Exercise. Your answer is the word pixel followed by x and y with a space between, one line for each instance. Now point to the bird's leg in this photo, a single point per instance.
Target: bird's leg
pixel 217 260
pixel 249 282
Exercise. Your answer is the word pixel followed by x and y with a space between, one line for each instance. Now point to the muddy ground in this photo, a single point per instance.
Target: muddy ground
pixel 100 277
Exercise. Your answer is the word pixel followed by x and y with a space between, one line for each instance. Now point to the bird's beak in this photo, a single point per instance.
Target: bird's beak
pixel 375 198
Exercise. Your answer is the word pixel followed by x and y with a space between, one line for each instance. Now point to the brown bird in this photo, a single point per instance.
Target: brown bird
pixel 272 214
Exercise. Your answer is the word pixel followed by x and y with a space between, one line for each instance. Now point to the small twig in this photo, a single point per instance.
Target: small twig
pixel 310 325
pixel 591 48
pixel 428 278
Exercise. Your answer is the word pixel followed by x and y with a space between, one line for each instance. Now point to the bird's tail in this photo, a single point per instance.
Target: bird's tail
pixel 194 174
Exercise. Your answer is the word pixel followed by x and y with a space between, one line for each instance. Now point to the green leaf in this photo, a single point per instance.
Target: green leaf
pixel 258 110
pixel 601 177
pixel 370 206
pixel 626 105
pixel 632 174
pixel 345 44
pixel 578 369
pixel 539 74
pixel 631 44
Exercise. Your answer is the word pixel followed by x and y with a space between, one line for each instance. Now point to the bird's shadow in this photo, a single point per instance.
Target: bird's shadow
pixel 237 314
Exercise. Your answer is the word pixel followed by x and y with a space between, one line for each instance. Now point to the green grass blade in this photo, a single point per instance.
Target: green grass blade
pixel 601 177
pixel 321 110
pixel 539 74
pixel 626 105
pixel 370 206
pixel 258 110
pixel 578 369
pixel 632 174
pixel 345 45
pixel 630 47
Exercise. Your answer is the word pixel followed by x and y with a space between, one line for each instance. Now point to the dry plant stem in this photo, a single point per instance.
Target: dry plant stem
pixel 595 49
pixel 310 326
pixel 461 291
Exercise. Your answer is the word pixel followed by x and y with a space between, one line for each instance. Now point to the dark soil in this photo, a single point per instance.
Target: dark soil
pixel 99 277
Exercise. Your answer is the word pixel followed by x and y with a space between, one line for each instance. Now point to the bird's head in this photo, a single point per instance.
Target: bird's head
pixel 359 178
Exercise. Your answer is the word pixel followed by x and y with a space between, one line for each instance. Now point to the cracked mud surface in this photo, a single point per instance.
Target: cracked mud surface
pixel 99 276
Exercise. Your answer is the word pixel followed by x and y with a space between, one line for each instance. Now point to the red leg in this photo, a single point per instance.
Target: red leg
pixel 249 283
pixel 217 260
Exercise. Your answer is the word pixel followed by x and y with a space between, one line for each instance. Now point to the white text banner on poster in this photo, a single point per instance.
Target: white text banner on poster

**Exercise description**
Print all of the entries above again, line for line, changing nothing.

**Answer to this task**
Exercise. Your answer is the word pixel followed by x and y with a space between, one line for each instance. Now point to the bird's leg in this photo, a single point per instance.
Target: bird's leg
pixel 217 260
pixel 249 282
Exercise. Your answer is the word pixel followed by x and y with a space between, one line for each instance. Now point to the muddy ground in this photo, a single point per instance.
Target: muddy ground
pixel 100 277
Exercise. Your answer is the word pixel followed by x and y with a space between, one line for each instance. Now point to the bird's beak in this photo, a single point per instance.
Target: bird's beak
pixel 375 198
Exercise. Your answer is the word pixel followed by x and y with a space between, one line for each instance. Now point to the brown bird in this photo, a single point per instance.
Target: brown bird
pixel 272 214
Exercise. Your answer is the word pixel followed by x and y with a space between, one line for each instance. Now point to the small twig in this photo, a single point per instance.
Target: small twig
pixel 310 325
pixel 591 48
pixel 428 278
Exercise. Your answer is the word pixel followed by x and y with a space between, one line for each instance. Now point to the bird's tail in this photo, a single point per instance.
Target: bird's tail
pixel 194 174
Exercise. Your answer is the word pixel followed by x and y with a space between, one line for each instance. Now point to the green leaf in this photo, a single point per instance.
Target: green leaf
pixel 258 110
pixel 601 177
pixel 370 206
pixel 626 105
pixel 632 174
pixel 345 44
pixel 578 369
pixel 539 74
pixel 631 44
Exercise. Your answer is the word pixel followed by x and y with a space between, one line for each instance. Now point to the bird's shadow in this photo, a single point per instance.
Target: bird's shadow
pixel 237 314
Exercise. Your answer is the word pixel followed by x and y with a space between, one line for each instance. Now point to the green grass blade in this photo, a single point per instance.
Target: green grass blade
pixel 601 177
pixel 321 110
pixel 539 74
pixel 626 105
pixel 370 206
pixel 258 110
pixel 578 369
pixel 632 174
pixel 345 45
pixel 630 47
Exercise. Your answer is the word pixel followed by x and y with a space between, one line for each instance. Now point to the dry plant stem in this photo, a single point per instance.
Target: dry plant stem
pixel 595 49
pixel 310 326
pixel 461 291
Exercise. Your answer is the word pixel followed by x and y with a space between, one line for each instance. Now point to the dark soil in this photo, a single point per instance.
Target: dark soil
pixel 99 277
Exercise. Your answer is the word pixel followed by x and y with a space between, one line for each instance. Now point to the bird's head in this photo, a single point per instance.
Target: bird's head
pixel 359 178
Exercise. Your answer is the word pixel followed by x and y with a space between, one line for each instance. Now point to the cracked mud surface in this photo, a single point per instance.
Target: cracked mud surface
pixel 99 276
Exercise. Your answer is the word pixel followed by x and y with a space between, one line for each instance. Now point to the red leg in this photo, a single point per instance.
Target: red leg
pixel 249 283
pixel 217 260
Exercise. Your answer is the word pixel followed by x and y with a space between, one line for each instance. Now point to the white text banner on poster in this photo, a single point per instance.
Target: white text banner on poster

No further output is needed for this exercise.